> [CONSIGNES]:
1 - D'après l'extrait sur la santé en Afrique, sur quoi la Déclaration d'Alma-Ata insistait-elle en 1978 ?
2 - Prolongez le texte sur la santé publique en Afrique à partir de sa dernière phrase.

> [EXTRAIT DE PAGE]:
L’accession au niveau de santé le plus élevé possible est un objectif social. Elle intéresse tous les peuples et suppose la participation de nombreux secteurs socio-économiques autres que celui de la santé (le point 7 de la ‘’Déclaration d’Alma-Ata’’ de 1978).

Les organisations médico-socio-sanitaires en Afrique se débattent dans une crise qui sévit constamment. Cette crise résulte-elle de l’éthique et l’exercice médicaux qui sont le reflet des  sociétés africaines. Comment peut-on résoudre le problème de la distribution des soins de santé en Afrique où la santé est devenue l’un des problèmes les plus cruciaux et les plus fondamentaux ?

La pollution dans les grandes villes, la destruction de l’environnement naturel sur terre et dans les mers, l’absence de traitement écologique des déchets ménagers, industriels, les produits chimiques de tout genre, solides et liquides, les dégradations physiques causées par les guerres, le tabac, l’alcool, les drogues, les accidents de la route, nous font prendre conscience des dimensions complexes du problème de santé. Face à l’énormité de ces défis et à l’insuffisance des ressources,  la santé en Afrique devient chaque jour un problème de choix, c’est-à-dire un problème politique. Mais une politique de santé est-elle possible ?

D’où les questions suivantes que voici : est ce que les Ministères de la santé publique en Afrique agissent-ils dans le cadre d’une politique bien définie et une stratégie claire leur permettant de mener à bien les actions urgentes des secteurs de ces départements ? Les moyens humains, financiers et matériels mis à leur disposition sont-ils suffisants ? Les utilisent-ils de façon rationnelle et efficace pour atteindre les objectifs prioritaires fixés au préalable à court, à moyen et à long terme ? Ces Ministères disposent-ils de programmes politiques en matière  de santé publique ? Le personnel des secteurs de la santé publique mène-t-ils assez de campagnes à travers les territoires africains pour expliquer aux citoyens les ambitions des politiques gouvernementales  en matière de santé publique ? Les démarches actuelles des Ministères de la santé publique bénéficient-elles de la confiance et du soutien des Africains qui semblent ne croire à rien. Encore faudra-t-il que les responsables de ces Ministères sachent que l’élaboration d’une politique de santé ne peut se faire qu’à partir d’une conception de la société dynamique et libératrice, car les sociétés africaines qui sont déprimées, traversent pour le moment une grave crise du commun.

Cela étant, au lieu d’être pris en étau entre le médecin et l’hôpital qui font partie de l’ensemble du curatif, les systèmes de santé publique qui sont désuets et obsolètes en Afrique devraient s’articuler autour du préventif et du curatif. Et les discussions actuelles sur le secteur public et le secteur privé font tourner le débat relatif à la situation problématique de la santé publique, en bourrique. Nous avons tendance à croire en Afrique que la santé est une affaire de quelques spécialistes, aux mains desquels nous pouvons, en toute confiance, nous abandonner. Rien n’est plus faux et c’est la ‘’Déclaration d’Alma Ata’’ qui avait essayé de nous l’expliquer en 1978 (1) en insistant sur les soins de santé primaires.

> [ENTRÉES PRÉSENTÉES]:
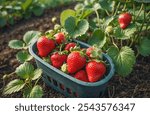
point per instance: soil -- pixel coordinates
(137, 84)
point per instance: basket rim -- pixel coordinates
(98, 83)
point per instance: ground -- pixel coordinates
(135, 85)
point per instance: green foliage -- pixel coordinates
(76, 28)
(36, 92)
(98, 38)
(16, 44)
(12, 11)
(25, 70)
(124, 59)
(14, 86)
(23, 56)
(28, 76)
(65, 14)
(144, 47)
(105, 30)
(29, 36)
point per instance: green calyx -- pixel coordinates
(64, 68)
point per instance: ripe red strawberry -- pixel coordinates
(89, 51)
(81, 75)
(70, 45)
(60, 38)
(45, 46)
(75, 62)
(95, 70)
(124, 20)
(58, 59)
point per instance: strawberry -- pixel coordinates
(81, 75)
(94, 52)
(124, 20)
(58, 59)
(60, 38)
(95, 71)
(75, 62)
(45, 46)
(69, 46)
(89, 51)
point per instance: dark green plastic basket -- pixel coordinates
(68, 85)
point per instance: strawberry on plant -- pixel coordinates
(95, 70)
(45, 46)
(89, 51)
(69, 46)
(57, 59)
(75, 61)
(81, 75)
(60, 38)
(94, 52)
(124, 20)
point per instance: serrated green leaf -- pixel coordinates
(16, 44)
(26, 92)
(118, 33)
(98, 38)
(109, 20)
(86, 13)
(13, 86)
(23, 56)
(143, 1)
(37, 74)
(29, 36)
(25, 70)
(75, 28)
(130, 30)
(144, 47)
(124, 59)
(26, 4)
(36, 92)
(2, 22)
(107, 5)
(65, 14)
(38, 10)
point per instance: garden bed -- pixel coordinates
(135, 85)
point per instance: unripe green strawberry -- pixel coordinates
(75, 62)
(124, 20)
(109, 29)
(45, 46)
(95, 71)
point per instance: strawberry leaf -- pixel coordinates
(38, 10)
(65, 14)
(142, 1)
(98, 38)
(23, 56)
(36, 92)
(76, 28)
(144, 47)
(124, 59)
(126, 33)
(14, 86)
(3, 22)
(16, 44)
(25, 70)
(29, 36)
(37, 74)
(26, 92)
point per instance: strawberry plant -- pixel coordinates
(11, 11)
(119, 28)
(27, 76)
...
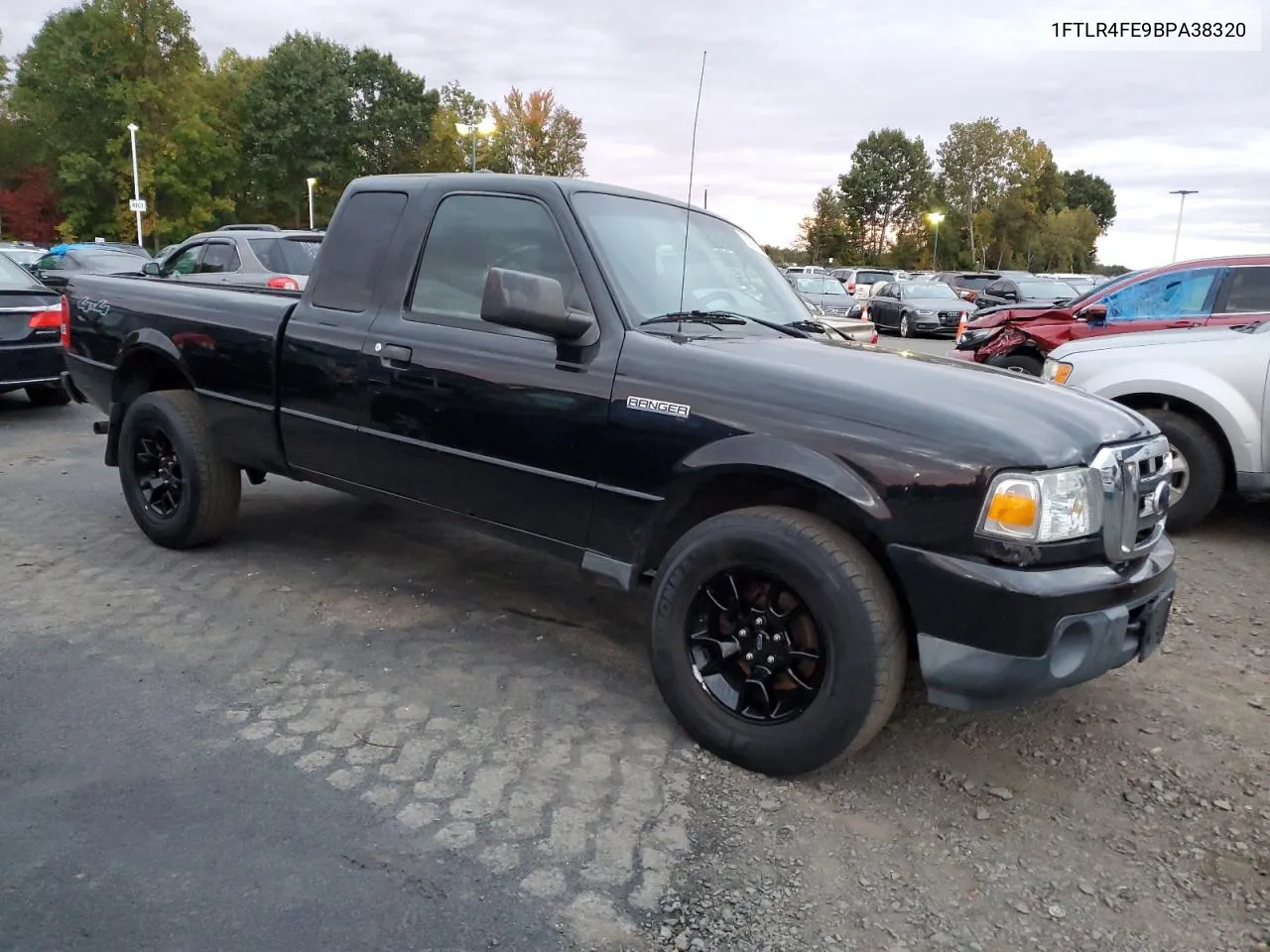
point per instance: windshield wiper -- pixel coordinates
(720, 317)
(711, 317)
* * *
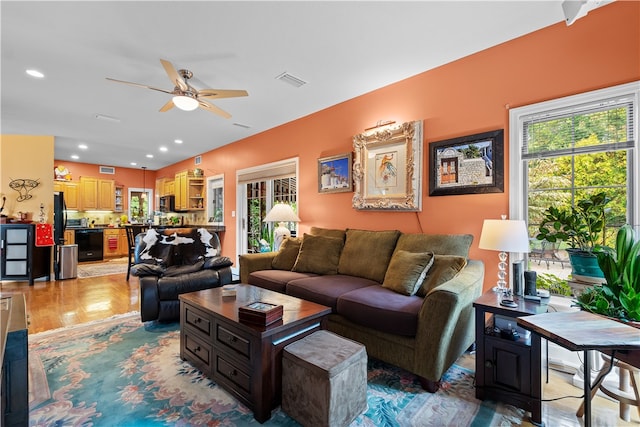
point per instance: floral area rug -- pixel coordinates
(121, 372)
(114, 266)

> [ENSEMBLE DES RÉPONSES]:
1 - Elle insistait sur les soins de santé primaires.

2 -
Les soins de santé primaires ne concernent pas seulement la prévention des maladies, mais également la promotion des bonnes conditions alimentaires, l’accès à l’eau potable et tout ce qui est important et nécessaire pour pouvoir mener une vie économiquement et socialement productive en référence au point 5 de cette ‘’Déclaration’’. En d’autres termes les soins de santé primaires impliquent en premier lieu que chaque individu soit conscient de ses problèmes de santé et c’est pourquoi il est nécessaire de lui apprendre ce qu’est une maison saine, une nourriture saine, comment il doit se protéger contre un certain nombre d’agressions auxquelles il est exposé quotidiennement…A propos, le problème de la santé ne rejoint-il pas finalement le problème de la place de l’homme dans la société et de la place que la société réserve à chacun ?

Ainsi devons-nous nous interroger sur le rôle du médecin dans les sociétés africaines où les populations n’ont jamais appris comment adopter une attitude correcte en matière de santé. Et nous ne pensons pas que la médecine générale ou spécialisée et l’hôpital puissent apporter à eux seuls la solution. Nous constatons également que les médecins sont souvent très éblouis par la technologie médicale. Toutefois, à qui celle-ci est-elle destinée ? Quelle fraction de la population est concernée par l’appareillage lourd ?

 L’on constate également que la majorité des médecins pratiquent une médecine générale dont la qualité pourrait être remise en cause parce qu’elle est exercée dans de très mauvaises conditions. Nous n’avons certes nullement et aucunement l’intention de mettre en cause les médecins qui, beaucoup d’entre eux travaillent dur, mais nous nous demandons toutefois si leur indéniable dévouement profite au malade et, en fin de compte, au corps médical lui-même. Il s’agit là des problèmes que les Africains ne peuvent ignorer. C’est pourquoi, une question reste cependant posée aux départements de la santé publique : comment se présente l’avenir de la santé en Afrique à la lumière des résultats lamentables malgré les énormes investissements effectués dans la médecine curative ?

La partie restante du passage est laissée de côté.